# The problem
Could you set out only the material from the line with "[segment] child in red shirt" up to and including the line with "POLYGON ((97 88, 88" as a numbered list, leaving out any blank lines?

# Data listing
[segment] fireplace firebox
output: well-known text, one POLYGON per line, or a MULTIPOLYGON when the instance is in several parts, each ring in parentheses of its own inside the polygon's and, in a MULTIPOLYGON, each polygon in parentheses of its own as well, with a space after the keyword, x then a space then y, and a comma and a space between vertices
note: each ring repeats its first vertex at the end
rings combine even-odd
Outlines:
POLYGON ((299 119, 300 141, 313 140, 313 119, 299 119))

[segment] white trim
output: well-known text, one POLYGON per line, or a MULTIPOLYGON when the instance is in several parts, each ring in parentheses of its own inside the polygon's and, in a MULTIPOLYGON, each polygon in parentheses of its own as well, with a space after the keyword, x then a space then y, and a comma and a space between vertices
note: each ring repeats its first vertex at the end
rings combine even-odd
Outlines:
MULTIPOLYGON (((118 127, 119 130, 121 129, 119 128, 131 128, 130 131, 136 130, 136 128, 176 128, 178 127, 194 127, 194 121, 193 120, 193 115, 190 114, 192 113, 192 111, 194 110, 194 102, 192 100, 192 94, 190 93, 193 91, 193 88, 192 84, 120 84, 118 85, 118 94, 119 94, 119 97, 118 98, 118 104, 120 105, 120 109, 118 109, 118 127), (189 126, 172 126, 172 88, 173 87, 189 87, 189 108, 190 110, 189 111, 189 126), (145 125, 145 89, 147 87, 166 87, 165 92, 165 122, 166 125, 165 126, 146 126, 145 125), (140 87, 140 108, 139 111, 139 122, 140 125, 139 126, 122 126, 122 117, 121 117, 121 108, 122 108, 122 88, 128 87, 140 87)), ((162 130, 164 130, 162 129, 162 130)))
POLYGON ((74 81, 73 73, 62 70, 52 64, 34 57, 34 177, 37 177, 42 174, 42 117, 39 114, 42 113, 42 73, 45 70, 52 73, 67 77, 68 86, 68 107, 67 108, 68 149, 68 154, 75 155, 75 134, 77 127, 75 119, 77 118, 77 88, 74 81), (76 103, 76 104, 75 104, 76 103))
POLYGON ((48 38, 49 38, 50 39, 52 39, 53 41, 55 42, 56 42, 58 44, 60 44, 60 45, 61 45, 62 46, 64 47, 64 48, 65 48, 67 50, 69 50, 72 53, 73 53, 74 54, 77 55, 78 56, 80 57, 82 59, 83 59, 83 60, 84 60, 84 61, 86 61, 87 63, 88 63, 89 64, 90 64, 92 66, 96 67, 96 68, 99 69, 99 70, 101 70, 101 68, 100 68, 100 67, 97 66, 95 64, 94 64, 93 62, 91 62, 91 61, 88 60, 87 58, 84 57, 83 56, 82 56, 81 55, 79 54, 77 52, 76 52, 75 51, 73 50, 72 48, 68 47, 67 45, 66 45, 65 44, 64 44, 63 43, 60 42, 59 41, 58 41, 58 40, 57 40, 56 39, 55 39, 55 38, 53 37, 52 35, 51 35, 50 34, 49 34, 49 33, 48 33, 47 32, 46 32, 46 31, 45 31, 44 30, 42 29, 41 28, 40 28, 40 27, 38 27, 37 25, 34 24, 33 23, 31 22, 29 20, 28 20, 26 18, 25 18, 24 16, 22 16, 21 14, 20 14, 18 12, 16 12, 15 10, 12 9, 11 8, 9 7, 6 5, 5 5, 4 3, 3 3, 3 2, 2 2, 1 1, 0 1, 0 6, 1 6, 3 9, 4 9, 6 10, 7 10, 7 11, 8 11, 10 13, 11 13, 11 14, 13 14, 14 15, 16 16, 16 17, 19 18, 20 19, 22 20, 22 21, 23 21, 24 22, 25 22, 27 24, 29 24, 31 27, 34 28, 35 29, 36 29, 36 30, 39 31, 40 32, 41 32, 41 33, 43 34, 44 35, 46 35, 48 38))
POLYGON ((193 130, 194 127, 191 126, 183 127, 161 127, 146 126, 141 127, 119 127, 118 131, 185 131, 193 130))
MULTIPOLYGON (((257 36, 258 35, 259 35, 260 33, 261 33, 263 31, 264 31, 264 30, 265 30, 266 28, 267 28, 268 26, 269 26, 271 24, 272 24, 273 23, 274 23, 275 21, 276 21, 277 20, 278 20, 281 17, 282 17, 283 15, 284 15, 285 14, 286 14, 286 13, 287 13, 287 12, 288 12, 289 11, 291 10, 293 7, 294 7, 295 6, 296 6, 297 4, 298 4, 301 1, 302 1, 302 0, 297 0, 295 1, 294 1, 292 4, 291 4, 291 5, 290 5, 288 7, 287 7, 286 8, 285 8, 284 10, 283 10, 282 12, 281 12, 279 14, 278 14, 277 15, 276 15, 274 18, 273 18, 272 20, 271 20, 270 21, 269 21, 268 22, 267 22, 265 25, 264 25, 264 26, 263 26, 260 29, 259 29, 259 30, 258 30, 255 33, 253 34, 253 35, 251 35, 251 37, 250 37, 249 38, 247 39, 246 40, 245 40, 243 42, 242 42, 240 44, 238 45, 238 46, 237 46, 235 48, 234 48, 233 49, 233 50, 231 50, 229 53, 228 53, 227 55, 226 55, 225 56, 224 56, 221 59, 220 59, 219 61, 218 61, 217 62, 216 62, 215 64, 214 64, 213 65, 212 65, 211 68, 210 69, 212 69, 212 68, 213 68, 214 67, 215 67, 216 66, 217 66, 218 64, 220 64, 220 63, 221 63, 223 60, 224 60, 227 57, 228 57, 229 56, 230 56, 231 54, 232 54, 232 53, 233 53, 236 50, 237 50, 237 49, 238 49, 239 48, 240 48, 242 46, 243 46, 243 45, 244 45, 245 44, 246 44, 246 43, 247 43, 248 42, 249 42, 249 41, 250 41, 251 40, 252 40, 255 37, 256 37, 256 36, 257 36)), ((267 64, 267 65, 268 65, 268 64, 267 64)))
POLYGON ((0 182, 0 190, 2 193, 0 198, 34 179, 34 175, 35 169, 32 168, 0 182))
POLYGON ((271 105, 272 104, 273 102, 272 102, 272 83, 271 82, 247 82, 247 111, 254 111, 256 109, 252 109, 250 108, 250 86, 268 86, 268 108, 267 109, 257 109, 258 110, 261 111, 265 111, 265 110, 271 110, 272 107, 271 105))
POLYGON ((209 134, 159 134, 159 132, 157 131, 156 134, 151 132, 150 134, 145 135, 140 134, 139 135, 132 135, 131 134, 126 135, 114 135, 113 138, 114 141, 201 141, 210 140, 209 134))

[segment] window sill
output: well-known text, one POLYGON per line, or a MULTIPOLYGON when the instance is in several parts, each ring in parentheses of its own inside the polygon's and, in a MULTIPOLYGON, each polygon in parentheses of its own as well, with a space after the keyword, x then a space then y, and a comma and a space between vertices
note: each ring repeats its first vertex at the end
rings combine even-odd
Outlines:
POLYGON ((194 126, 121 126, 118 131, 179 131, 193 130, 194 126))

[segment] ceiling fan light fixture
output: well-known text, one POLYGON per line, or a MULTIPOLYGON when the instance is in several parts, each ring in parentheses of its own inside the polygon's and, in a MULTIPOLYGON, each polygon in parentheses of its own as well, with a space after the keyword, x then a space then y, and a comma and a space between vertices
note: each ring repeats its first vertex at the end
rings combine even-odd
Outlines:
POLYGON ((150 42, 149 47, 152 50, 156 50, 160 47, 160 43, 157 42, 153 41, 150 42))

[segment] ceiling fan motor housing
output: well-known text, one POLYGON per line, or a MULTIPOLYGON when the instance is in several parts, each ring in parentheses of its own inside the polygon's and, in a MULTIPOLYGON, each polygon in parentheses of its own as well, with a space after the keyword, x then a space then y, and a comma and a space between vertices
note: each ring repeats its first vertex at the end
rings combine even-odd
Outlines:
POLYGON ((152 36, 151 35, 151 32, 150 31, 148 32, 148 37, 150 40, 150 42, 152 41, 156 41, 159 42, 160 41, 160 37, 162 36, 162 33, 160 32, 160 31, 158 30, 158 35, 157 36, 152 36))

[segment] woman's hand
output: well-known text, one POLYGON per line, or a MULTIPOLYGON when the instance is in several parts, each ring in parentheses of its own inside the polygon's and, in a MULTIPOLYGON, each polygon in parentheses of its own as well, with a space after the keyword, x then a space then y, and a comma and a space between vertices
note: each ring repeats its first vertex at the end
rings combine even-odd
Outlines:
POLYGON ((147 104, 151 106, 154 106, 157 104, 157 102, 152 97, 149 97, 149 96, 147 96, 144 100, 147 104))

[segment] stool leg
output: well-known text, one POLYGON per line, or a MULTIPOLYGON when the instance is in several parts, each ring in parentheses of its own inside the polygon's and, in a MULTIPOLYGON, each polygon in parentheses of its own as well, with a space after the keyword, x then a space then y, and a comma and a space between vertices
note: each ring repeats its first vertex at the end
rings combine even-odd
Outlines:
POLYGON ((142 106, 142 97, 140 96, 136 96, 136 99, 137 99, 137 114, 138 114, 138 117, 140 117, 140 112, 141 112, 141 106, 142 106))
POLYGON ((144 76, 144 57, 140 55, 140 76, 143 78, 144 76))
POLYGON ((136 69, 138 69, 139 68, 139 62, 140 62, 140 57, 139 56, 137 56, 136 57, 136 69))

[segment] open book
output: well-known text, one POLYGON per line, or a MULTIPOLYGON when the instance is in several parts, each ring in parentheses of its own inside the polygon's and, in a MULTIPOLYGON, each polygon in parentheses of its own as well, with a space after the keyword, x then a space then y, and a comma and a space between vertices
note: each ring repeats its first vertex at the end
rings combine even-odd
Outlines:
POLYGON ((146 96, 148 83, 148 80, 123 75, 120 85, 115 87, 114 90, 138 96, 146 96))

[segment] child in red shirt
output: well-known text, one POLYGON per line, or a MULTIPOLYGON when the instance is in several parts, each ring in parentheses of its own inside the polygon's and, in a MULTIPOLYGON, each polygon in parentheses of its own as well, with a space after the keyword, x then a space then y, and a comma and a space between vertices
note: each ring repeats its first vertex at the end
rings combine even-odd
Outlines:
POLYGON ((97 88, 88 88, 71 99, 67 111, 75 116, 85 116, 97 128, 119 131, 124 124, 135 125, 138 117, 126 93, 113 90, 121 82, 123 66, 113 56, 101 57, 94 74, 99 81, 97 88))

...

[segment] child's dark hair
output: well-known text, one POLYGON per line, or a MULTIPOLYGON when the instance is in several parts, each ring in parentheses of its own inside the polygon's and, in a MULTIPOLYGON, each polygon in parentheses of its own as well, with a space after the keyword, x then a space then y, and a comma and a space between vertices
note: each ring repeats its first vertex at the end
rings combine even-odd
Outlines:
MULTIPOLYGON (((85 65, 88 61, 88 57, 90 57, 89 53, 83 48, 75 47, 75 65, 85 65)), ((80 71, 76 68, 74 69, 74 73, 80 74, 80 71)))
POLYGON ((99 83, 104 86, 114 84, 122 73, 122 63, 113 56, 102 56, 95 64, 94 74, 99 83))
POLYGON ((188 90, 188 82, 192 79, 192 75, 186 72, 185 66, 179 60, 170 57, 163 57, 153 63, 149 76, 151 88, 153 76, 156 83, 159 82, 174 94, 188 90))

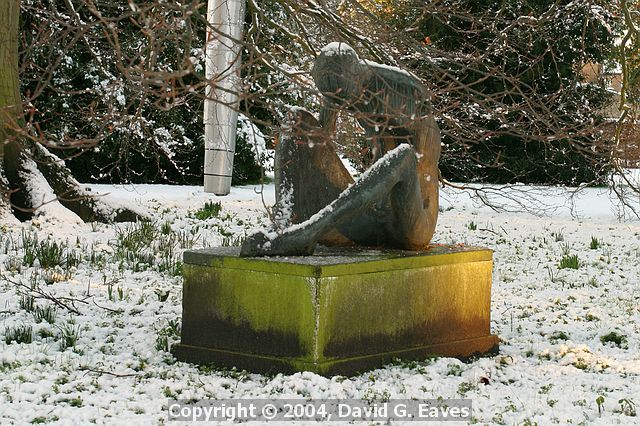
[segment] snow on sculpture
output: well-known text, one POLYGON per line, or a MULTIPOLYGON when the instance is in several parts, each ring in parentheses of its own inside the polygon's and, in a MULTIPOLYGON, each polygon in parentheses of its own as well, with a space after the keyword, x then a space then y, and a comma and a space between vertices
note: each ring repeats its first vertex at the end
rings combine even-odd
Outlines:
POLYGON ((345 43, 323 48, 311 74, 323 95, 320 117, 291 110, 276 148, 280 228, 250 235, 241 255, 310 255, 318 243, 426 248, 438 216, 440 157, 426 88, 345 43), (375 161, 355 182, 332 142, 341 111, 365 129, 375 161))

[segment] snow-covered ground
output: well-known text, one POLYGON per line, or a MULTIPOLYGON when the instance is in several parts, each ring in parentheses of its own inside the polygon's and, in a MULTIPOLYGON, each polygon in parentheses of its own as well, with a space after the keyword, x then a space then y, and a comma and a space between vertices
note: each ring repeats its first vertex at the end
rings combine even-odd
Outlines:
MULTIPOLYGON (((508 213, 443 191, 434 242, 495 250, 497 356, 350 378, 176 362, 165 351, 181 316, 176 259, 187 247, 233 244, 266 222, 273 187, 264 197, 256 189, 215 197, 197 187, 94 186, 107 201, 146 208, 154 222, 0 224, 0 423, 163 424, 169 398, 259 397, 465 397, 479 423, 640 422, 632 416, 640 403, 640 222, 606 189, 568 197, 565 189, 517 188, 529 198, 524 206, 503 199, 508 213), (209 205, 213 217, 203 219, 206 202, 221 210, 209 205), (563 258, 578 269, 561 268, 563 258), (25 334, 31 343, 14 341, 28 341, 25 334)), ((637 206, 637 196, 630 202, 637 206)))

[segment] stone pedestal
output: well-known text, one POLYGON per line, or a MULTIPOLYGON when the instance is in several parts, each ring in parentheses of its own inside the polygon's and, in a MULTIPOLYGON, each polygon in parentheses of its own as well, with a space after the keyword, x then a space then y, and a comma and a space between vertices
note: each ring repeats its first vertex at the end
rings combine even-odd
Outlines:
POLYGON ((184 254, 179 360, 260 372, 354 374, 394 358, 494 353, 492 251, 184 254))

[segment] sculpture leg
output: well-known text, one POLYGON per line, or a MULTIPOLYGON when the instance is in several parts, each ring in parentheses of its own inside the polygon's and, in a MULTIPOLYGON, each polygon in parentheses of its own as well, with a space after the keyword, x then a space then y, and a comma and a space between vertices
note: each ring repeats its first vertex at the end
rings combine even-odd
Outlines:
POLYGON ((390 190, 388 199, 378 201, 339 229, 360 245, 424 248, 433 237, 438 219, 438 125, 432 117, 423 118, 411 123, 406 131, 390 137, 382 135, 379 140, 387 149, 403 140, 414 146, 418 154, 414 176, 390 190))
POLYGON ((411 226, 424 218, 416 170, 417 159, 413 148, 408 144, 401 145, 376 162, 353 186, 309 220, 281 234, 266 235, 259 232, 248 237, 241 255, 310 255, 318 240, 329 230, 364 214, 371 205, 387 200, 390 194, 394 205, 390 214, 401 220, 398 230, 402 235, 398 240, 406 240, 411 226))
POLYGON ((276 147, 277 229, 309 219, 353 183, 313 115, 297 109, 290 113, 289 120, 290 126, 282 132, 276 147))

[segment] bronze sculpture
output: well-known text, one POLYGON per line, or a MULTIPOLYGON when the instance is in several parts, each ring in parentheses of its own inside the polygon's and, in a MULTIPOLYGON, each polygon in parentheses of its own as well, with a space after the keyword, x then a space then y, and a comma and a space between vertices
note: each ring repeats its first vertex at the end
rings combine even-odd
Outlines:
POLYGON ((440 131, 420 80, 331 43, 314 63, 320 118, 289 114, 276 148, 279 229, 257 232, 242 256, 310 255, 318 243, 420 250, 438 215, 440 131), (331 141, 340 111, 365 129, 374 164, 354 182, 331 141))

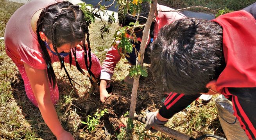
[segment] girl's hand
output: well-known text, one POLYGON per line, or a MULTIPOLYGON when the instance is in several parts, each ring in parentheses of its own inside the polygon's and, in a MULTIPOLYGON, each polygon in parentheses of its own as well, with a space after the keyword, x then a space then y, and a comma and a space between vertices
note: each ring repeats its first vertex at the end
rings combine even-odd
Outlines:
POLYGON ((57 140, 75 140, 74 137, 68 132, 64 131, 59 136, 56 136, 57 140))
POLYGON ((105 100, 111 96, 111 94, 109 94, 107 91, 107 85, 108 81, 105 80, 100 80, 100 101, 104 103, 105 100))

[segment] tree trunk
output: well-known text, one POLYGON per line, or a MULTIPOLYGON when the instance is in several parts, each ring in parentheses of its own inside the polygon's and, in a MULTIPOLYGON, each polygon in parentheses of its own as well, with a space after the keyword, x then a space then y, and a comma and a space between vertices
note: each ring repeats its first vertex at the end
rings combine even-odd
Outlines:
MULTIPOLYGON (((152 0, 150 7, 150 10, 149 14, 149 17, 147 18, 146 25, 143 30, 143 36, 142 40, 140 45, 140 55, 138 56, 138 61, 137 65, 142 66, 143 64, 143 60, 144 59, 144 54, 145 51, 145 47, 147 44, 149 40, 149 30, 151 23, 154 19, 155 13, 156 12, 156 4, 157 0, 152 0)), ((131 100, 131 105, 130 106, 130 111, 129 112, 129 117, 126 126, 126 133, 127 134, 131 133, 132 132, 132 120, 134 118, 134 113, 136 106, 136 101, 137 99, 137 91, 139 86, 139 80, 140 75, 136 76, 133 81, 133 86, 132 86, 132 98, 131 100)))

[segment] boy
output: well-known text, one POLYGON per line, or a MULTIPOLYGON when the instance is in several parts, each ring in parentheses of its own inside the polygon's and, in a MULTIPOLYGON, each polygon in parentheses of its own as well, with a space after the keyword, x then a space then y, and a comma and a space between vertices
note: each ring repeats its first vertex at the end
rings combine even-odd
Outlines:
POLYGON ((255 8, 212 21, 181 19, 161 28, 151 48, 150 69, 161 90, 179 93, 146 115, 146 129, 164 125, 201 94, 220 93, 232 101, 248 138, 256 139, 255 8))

* * *

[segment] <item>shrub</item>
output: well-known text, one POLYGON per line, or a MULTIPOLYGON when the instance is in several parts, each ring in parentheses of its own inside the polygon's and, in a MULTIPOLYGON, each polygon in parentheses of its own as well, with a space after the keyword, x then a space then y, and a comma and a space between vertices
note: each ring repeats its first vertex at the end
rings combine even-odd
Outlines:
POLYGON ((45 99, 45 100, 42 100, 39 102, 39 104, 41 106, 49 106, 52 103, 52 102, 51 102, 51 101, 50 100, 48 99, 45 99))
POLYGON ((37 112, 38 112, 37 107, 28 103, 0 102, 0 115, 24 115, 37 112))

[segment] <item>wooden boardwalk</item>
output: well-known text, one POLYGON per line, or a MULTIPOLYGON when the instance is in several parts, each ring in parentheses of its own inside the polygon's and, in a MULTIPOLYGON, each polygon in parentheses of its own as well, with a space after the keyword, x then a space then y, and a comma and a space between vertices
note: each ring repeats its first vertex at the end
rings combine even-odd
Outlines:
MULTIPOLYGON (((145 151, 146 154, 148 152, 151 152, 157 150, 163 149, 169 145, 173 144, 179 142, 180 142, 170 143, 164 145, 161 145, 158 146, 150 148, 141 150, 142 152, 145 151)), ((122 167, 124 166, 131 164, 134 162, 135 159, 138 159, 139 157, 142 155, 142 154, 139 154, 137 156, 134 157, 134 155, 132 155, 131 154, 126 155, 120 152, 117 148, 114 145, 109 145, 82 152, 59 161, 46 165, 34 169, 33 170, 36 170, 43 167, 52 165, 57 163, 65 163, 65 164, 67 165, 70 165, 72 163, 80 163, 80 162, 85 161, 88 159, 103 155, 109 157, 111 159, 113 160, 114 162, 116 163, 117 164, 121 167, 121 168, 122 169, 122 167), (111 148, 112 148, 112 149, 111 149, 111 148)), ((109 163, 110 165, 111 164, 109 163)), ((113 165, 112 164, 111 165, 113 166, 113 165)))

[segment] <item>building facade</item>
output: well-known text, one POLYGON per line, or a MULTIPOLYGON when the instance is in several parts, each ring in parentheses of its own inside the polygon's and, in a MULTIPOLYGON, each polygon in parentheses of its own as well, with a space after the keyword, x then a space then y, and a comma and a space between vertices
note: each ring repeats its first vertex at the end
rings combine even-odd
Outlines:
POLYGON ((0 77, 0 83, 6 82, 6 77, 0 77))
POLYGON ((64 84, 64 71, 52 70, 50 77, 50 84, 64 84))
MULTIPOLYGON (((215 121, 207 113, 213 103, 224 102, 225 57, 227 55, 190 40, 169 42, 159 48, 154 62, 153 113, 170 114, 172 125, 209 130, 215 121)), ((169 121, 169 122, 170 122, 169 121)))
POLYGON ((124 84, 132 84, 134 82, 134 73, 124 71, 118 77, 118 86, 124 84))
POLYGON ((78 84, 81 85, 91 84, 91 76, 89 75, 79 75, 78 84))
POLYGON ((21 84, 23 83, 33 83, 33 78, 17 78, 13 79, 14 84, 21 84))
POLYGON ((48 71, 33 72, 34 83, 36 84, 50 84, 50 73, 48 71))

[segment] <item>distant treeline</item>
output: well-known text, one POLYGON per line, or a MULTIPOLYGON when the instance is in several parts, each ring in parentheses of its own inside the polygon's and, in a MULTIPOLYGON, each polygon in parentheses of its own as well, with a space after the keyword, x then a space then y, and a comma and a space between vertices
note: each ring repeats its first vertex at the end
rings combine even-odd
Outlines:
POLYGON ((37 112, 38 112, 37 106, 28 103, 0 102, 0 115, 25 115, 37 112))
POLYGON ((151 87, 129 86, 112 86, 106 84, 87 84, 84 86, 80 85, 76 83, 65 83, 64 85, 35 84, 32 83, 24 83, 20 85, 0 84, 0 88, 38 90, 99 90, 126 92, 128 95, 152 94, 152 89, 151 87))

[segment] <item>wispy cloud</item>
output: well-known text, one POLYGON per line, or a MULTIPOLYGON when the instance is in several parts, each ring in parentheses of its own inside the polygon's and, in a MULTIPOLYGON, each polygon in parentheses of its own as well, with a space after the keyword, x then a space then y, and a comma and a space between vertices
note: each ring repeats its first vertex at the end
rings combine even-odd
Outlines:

# Response to the task
1. [segment] child in red shirt
2. output: well-known text, one POLYGON per line, or a MULTIPOLYGON when the instance is in several parts, each ring in parentheses of its own inside the polygon's and, in a MULTIPOLYGON, each polygon in parentheses of its own as well, with a space after the keyword, x then a space then y, and a comma and a space between vertices
3. note: each ring repeats its first vertex at the end
4. rings combine even-odd
5. Outlines:
6. POLYGON ((97 88, 88 88, 71 99, 67 111, 75 116, 85 116, 97 128, 119 131, 124 124, 135 125, 138 117, 126 93, 113 90, 121 82, 123 66, 113 56, 101 57, 94 74, 99 81, 97 88))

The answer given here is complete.